-- start of INFORMATION SUPPLIED --

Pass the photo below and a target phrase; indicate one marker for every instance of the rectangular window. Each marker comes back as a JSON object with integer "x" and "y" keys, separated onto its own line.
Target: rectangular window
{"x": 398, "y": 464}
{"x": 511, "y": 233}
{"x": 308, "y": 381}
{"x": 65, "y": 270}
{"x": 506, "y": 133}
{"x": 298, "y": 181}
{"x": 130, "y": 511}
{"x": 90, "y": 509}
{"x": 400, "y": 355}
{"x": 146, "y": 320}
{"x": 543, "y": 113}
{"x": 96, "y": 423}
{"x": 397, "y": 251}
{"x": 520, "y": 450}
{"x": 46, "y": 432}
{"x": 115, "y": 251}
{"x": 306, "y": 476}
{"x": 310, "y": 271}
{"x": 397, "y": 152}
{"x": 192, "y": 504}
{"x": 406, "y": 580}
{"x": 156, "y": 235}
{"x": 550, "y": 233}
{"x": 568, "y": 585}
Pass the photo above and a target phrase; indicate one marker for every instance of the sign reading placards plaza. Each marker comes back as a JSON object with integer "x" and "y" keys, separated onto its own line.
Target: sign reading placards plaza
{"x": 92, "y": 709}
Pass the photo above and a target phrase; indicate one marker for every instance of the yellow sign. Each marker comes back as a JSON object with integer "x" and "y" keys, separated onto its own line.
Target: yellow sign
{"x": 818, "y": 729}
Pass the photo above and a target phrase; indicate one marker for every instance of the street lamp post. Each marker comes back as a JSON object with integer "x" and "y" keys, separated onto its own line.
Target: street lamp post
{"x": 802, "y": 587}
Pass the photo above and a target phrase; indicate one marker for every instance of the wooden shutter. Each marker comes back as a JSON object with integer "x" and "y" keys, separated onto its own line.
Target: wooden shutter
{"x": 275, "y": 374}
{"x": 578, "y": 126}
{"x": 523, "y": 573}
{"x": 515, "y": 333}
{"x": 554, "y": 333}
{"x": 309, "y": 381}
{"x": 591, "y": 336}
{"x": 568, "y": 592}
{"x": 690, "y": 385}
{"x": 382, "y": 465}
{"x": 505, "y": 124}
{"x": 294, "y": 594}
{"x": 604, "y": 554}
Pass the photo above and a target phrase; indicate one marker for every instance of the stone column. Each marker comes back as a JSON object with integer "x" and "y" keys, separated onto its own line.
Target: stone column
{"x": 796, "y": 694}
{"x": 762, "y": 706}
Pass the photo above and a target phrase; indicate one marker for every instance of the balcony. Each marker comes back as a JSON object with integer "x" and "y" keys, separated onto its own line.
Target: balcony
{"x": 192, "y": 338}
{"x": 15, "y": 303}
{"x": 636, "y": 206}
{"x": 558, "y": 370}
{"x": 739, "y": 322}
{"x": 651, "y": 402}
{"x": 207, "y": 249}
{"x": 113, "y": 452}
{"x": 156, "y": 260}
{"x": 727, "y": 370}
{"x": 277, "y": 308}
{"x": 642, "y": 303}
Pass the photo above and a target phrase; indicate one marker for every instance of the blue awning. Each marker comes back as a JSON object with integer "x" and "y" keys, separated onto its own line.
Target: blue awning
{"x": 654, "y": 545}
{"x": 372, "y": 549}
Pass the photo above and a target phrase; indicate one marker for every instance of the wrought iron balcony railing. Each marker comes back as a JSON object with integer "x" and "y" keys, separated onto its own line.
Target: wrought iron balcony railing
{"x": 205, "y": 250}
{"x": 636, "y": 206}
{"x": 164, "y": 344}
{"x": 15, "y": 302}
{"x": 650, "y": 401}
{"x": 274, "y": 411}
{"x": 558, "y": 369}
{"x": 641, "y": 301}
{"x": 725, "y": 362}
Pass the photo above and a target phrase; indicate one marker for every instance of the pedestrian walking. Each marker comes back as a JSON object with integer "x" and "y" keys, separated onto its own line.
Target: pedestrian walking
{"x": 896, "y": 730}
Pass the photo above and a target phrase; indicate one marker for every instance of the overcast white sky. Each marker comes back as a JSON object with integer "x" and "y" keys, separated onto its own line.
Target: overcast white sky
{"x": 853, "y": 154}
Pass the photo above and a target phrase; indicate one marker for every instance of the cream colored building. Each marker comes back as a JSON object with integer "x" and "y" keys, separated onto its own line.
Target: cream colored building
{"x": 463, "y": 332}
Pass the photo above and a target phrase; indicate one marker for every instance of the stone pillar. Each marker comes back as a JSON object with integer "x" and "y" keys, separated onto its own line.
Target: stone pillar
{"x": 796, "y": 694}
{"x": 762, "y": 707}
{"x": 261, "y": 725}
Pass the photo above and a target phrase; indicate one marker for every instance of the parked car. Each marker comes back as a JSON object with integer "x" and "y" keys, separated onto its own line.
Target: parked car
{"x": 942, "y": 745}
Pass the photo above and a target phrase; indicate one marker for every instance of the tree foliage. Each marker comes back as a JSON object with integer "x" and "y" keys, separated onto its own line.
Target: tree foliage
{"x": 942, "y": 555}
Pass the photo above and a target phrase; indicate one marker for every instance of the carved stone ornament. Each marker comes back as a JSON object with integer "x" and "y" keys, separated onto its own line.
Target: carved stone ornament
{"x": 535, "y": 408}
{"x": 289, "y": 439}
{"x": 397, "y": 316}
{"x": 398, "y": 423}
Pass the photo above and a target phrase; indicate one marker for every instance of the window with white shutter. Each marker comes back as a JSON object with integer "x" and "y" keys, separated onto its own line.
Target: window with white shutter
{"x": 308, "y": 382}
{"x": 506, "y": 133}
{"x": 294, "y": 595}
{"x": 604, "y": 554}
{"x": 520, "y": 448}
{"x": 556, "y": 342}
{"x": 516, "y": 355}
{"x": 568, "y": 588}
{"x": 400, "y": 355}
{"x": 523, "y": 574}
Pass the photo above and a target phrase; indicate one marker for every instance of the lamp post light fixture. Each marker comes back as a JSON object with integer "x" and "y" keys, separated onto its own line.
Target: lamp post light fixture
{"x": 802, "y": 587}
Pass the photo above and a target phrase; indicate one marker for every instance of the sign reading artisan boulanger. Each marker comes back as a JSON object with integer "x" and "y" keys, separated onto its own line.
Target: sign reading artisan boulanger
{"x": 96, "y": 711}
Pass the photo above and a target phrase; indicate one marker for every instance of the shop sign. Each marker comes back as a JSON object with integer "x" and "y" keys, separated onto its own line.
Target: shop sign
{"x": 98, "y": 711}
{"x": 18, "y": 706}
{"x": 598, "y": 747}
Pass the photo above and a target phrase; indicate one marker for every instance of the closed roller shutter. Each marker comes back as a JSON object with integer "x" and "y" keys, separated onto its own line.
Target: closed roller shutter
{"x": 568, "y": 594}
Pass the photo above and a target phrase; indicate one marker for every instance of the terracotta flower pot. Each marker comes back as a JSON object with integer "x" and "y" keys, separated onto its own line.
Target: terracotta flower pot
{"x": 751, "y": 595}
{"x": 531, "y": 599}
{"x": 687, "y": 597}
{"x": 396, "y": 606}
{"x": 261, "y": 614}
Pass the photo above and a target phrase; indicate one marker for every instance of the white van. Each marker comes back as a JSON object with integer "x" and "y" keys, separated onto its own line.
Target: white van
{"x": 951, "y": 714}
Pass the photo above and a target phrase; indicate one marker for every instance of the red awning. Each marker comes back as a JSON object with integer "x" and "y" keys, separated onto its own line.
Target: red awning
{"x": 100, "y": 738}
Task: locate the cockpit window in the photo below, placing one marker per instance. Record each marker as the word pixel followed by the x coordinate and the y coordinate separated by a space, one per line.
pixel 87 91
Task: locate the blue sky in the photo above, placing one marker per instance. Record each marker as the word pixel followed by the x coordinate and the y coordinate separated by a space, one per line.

-- end of INFORMATION SUPPLIED --

WHAT IS ASKED:
With the line containing "of the shop" as the first and the last line of the records as the final one, print exactly the lines in that span.

FULL RESPONSE:
Pass the photo above and a target phrase; indicate one marker for every instance of the shop sign. Each marker comes back as a JSON object with integer "x" and "y" keys, separated onto its own line.
Target: shop sign
{"x": 98, "y": 711}
{"x": 18, "y": 706}
{"x": 598, "y": 747}
Pass the photo above and a target phrase; indicate one marker for every instance of the closed roller shutter. Each marker comes back as a JSON object with integer "x" and "y" keys, separated onto its own line.
Target: closed roller shutter
{"x": 568, "y": 594}
Pass the photo above and a target phrase; indicate one marker for every instance of the terracotta flower pot. Each marker comes back as a JSON object with integer "x" and "y" keys, separated onto its own line.
Target: terracotta flower pot
{"x": 751, "y": 595}
{"x": 531, "y": 599}
{"x": 687, "y": 597}
{"x": 396, "y": 606}
{"x": 261, "y": 614}
Pass the photo above and a target phrase; indicate one marker for every instance of the white van. Each marker comes back as a JSON object with integer "x" and "y" keys, separated onto its own line.
Target: white van
{"x": 951, "y": 714}
Pass the photo above and a target phrase; indicate one marker for every instance of the red awning. Each marker comes back as a JSON object with integer "x" and "y" keys, separated onto its own line.
Target: red awning
{"x": 100, "y": 738}
Task: locate the cockpit window in the photo below, placing one marker per instance. Record each marker as the word pixel followed by the x coordinate and the y coordinate separated by a space, one per line.
pixel 87 91
Task: locate the blue sky in the photo above, placing one marker per instance. Record each marker as the word pixel followed by the x coordinate and the y coordinate separated by a space, one per line.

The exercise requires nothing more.